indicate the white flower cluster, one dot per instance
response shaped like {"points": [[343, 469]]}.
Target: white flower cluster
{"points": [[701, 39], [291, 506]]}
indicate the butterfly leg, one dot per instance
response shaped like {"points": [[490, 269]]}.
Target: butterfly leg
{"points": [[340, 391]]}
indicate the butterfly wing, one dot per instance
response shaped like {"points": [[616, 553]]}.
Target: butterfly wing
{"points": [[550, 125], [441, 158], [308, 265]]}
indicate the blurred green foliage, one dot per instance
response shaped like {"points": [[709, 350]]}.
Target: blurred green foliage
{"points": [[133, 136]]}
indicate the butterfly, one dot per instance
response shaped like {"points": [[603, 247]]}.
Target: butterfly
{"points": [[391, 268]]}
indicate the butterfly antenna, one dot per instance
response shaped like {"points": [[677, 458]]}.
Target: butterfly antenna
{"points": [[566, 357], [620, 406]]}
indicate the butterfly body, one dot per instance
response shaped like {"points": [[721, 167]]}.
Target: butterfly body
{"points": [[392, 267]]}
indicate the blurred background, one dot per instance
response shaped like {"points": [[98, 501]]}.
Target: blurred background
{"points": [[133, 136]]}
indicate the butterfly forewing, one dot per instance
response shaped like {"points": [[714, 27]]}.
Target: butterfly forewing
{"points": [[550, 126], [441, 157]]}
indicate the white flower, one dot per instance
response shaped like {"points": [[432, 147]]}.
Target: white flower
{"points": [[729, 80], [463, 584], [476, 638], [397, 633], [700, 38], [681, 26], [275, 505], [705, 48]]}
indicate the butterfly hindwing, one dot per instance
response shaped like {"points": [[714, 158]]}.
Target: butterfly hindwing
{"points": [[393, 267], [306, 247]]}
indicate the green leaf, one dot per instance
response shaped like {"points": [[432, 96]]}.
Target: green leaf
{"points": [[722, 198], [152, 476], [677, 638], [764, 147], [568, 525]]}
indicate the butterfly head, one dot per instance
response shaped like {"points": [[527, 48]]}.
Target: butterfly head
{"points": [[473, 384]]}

### What to do
Reproduce the listing above verbatim, beginning at the line containing "indicate the butterfly head, one" and continuing through the final line of the listing, with both ends included.

### Solution
indicate the butterfly head, one dot per instance
response shaped like {"points": [[527, 48]]}.
Target: butterfly head
{"points": [[473, 384]]}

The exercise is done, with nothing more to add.